--- start of Data to use ---
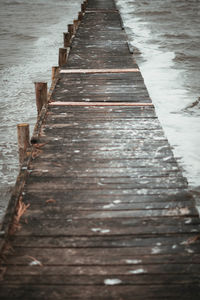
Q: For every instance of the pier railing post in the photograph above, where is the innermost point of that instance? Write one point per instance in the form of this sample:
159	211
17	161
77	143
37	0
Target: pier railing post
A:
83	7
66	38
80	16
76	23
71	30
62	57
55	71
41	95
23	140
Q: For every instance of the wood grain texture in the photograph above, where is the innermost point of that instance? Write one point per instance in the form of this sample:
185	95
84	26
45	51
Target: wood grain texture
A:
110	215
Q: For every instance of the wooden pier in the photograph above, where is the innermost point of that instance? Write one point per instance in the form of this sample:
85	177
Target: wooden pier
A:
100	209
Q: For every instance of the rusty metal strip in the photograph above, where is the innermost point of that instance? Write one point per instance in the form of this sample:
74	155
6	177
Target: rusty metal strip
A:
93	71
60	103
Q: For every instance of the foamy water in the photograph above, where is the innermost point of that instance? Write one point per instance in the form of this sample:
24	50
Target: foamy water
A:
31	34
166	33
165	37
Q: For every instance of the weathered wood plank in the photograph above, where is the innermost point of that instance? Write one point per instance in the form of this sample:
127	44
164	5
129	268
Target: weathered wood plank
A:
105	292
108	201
--- end of Data to use ---
--- start of Data to use ---
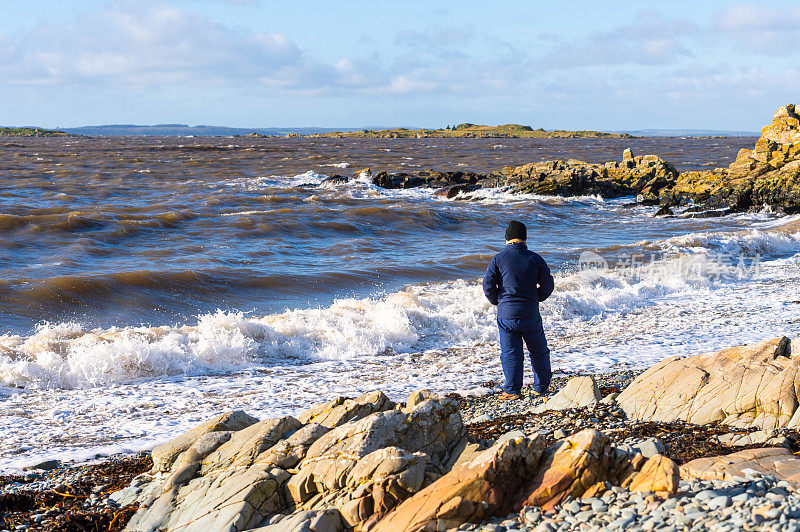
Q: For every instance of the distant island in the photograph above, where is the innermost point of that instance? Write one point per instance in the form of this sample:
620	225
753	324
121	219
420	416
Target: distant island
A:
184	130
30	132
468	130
--- end of Data to use ---
--- start of Data to use ---
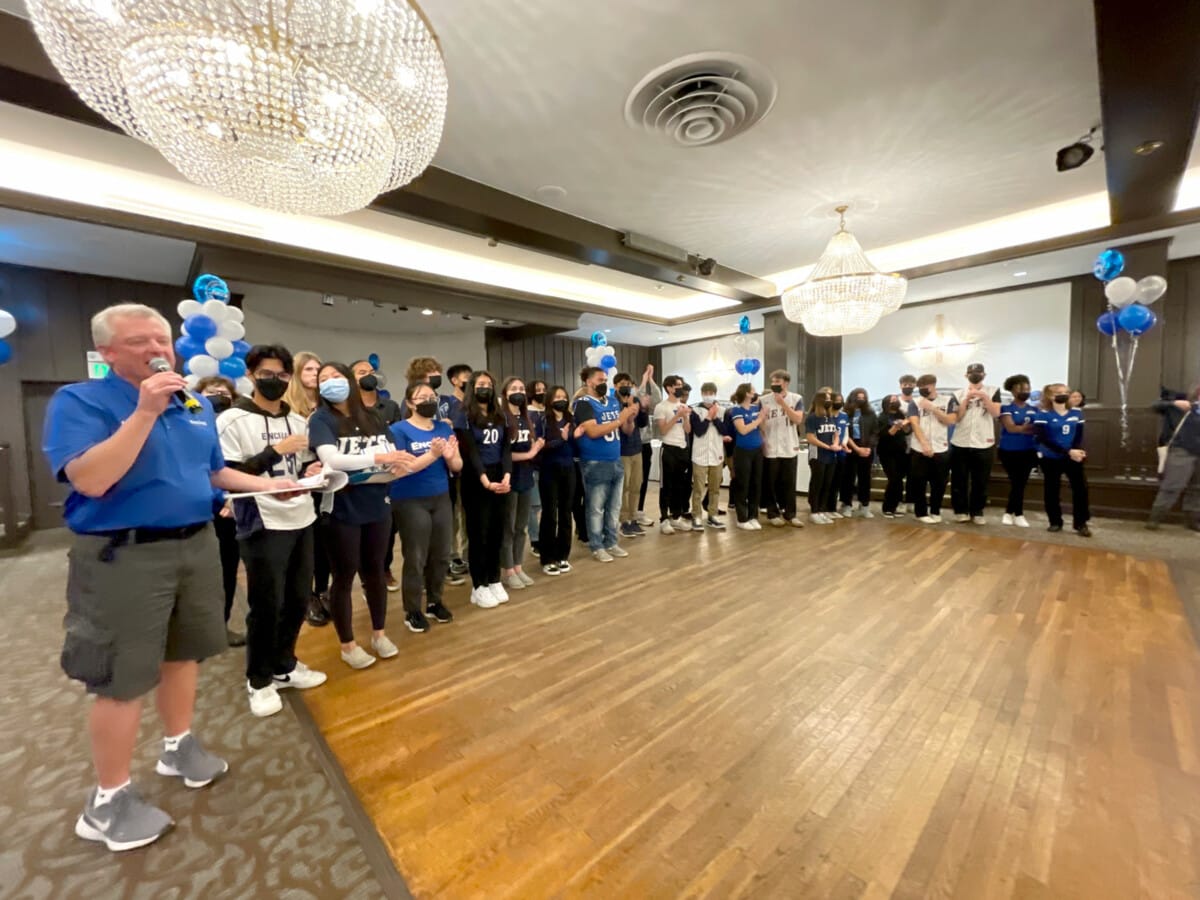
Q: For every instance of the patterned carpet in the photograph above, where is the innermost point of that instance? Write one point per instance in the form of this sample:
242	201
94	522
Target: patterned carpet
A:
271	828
--- end of Data to use ---
» **Work to complete**:
List every line in the records above that contains the word "carpet", treating uppercase and lowercase as different.

» **Final result**:
Q: For every instance of the patterned carpet in the photograph above, where is the innermost point of that instance? Write one point per instance in the form of this sample:
Target: patterned carpet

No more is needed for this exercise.